#### TASK DIRECTIONS:
Count every line below that contains "american", then state the total with no other output.

#### EXTRACTED MATERIAL:
+ + +

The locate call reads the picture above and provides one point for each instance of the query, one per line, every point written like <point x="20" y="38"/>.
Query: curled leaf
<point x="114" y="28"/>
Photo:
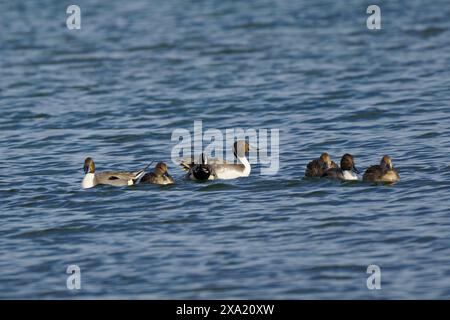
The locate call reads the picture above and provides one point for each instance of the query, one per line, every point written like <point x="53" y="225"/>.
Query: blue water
<point x="137" y="70"/>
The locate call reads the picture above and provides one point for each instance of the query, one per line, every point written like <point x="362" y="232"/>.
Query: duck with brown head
<point x="384" y="172"/>
<point x="160" y="175"/>
<point x="112" y="178"/>
<point x="317" y="167"/>
<point x="347" y="171"/>
<point x="223" y="170"/>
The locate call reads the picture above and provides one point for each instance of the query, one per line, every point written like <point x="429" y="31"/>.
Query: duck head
<point x="89" y="166"/>
<point x="386" y="162"/>
<point x="348" y="163"/>
<point x="325" y="161"/>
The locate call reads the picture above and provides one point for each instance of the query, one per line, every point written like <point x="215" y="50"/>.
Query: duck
<point x="201" y="171"/>
<point x="317" y="167"/>
<point x="112" y="178"/>
<point x="221" y="170"/>
<point x="347" y="171"/>
<point x="384" y="172"/>
<point x="160" y="175"/>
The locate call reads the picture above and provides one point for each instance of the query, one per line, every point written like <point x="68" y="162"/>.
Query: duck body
<point x="346" y="172"/>
<point x="220" y="169"/>
<point x="112" y="178"/>
<point x="160" y="175"/>
<point x="338" y="173"/>
<point x="384" y="172"/>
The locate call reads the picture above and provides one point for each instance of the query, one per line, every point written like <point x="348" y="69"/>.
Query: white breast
<point x="88" y="181"/>
<point x="349" y="175"/>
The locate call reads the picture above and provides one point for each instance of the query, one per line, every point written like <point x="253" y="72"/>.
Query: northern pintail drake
<point x="112" y="178"/>
<point x="224" y="171"/>
<point x="160" y="175"/>
<point x="317" y="167"/>
<point x="201" y="171"/>
<point x="384" y="172"/>
<point x="347" y="171"/>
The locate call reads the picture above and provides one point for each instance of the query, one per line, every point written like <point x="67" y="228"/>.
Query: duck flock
<point x="218" y="169"/>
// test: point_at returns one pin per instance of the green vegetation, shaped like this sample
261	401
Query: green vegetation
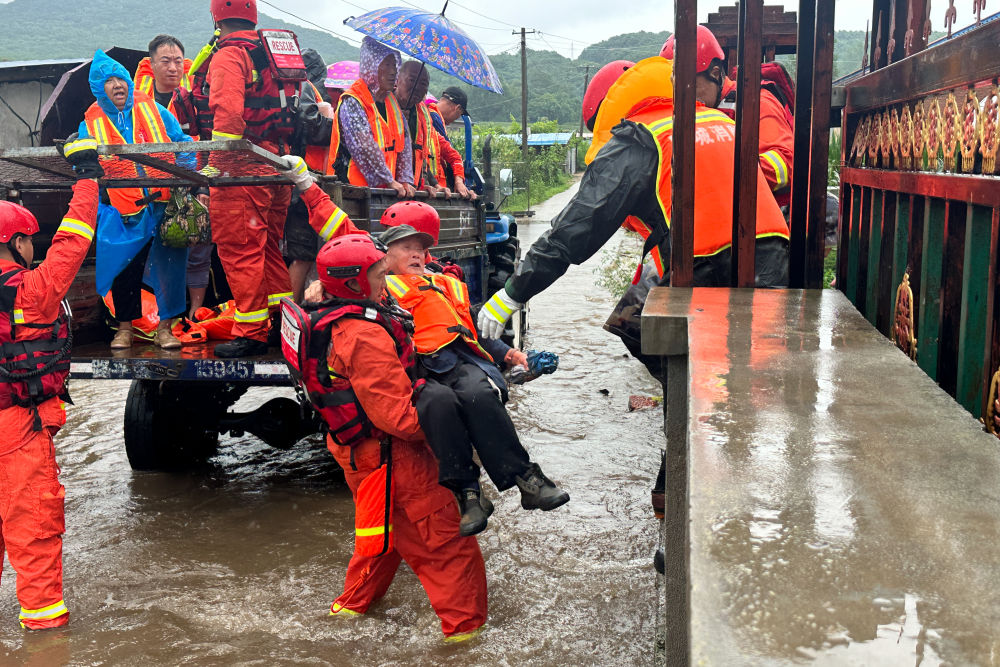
41	29
547	172
829	269
618	262
45	29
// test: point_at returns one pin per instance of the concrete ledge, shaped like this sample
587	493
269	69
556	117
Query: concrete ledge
843	508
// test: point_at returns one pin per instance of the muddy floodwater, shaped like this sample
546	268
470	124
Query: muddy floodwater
237	562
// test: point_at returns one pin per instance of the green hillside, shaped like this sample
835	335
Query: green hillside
59	29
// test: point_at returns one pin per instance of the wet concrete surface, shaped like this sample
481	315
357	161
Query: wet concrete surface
237	562
844	509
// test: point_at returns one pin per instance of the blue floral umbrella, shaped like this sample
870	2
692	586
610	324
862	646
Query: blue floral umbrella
432	39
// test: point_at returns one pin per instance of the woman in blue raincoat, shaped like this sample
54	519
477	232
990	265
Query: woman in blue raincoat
127	229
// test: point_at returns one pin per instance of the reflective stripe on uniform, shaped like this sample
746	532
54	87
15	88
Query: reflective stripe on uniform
73	226
45	613
501	311
332	225
253	316
217	135
84	144
774	159
275	299
706	116
396	286
151	115
371	532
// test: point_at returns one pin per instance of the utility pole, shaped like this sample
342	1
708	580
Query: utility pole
524	112
586	82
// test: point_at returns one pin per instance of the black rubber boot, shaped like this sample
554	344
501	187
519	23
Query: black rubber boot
475	509
539	492
240	347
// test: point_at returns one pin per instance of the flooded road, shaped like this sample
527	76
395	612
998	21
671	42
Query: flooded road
236	563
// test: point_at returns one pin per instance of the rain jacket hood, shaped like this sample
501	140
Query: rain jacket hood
372	55
103	68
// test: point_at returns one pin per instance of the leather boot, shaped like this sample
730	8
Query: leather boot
475	509
240	347
539	492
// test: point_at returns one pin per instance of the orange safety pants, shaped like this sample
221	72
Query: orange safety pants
425	525
247	226
32	522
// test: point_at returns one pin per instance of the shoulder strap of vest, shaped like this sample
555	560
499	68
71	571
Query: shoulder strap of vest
9	282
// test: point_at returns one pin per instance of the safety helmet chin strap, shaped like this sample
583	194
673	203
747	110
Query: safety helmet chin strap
12	249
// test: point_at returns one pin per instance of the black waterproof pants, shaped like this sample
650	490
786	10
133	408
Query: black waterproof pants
459	410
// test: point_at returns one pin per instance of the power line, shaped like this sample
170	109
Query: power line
509	25
323	28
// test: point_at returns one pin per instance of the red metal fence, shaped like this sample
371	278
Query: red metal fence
920	196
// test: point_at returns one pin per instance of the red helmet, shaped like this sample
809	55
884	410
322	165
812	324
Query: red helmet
15	219
234	9
346	257
708	48
422	217
599	86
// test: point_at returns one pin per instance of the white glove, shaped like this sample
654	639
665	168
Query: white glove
494	314
298	172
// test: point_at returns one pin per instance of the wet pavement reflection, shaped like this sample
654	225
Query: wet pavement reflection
844	508
237	562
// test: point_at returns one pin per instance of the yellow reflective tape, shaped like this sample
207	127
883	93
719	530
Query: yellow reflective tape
144	109
216	134
45	613
79	145
253	316
371	532
78	227
396	286
332	224
273	299
773	158
492	311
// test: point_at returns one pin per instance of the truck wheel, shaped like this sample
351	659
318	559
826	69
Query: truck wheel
170	425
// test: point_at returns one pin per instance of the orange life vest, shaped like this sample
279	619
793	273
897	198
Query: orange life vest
144	80
425	148
316	157
147	128
389	133
715	144
440	307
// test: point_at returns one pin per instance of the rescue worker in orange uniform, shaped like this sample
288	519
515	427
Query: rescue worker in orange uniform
776	135
35	335
366	358
247	221
369	126
431	151
631	176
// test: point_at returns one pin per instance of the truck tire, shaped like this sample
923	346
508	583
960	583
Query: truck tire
170	425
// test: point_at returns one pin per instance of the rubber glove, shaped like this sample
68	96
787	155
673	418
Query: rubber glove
298	172
494	314
82	154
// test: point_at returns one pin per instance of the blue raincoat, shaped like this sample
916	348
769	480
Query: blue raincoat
120	239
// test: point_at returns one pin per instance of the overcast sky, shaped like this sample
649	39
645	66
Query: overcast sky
565	25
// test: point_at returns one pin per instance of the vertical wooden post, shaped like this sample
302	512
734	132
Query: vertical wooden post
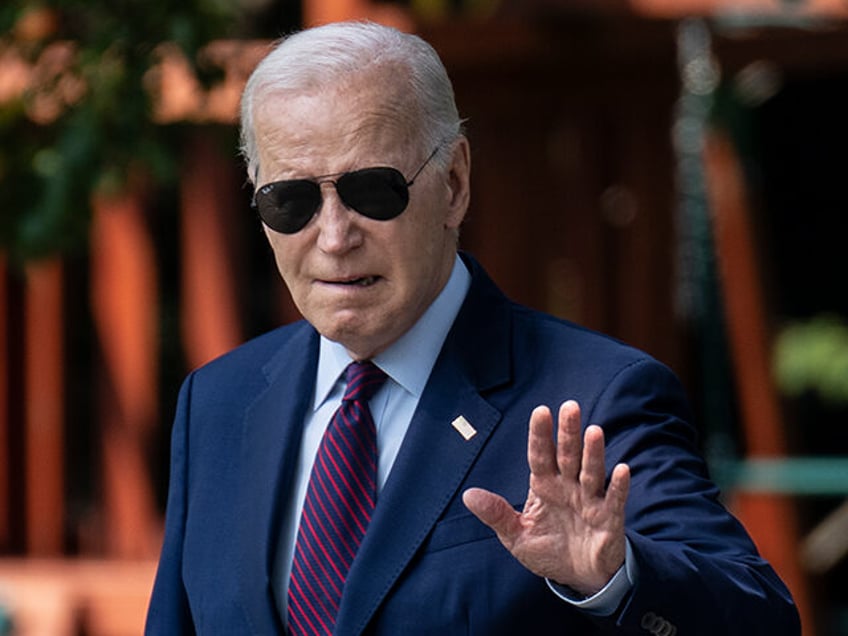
209	317
124	306
771	519
44	411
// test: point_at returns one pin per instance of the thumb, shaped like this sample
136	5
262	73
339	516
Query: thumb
494	511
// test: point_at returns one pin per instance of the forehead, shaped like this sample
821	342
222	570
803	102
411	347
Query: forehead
332	129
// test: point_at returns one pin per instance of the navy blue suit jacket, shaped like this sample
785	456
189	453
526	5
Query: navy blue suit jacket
426	565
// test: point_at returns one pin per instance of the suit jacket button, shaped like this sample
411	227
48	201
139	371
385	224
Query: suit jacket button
657	625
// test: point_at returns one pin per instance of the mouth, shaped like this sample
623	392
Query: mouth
363	281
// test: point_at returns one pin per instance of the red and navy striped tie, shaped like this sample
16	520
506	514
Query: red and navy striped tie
339	501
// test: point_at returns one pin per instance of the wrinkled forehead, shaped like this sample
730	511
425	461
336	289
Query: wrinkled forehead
372	107
329	131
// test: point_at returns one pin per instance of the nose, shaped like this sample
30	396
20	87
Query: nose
338	228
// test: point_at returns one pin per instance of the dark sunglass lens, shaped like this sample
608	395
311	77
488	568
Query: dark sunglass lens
287	206
378	193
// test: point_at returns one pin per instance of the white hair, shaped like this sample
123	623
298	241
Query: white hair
328	55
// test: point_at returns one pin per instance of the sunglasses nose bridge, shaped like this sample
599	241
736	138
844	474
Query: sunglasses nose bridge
336	221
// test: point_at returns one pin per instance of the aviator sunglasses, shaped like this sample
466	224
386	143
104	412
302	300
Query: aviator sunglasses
379	193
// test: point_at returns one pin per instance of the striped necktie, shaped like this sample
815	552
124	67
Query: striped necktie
340	498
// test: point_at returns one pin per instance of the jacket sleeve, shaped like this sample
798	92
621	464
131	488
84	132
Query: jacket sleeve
698	570
169	612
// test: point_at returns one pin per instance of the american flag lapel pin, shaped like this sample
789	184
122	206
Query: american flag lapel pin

+ + +

#### PROBLEM SOLUTION:
2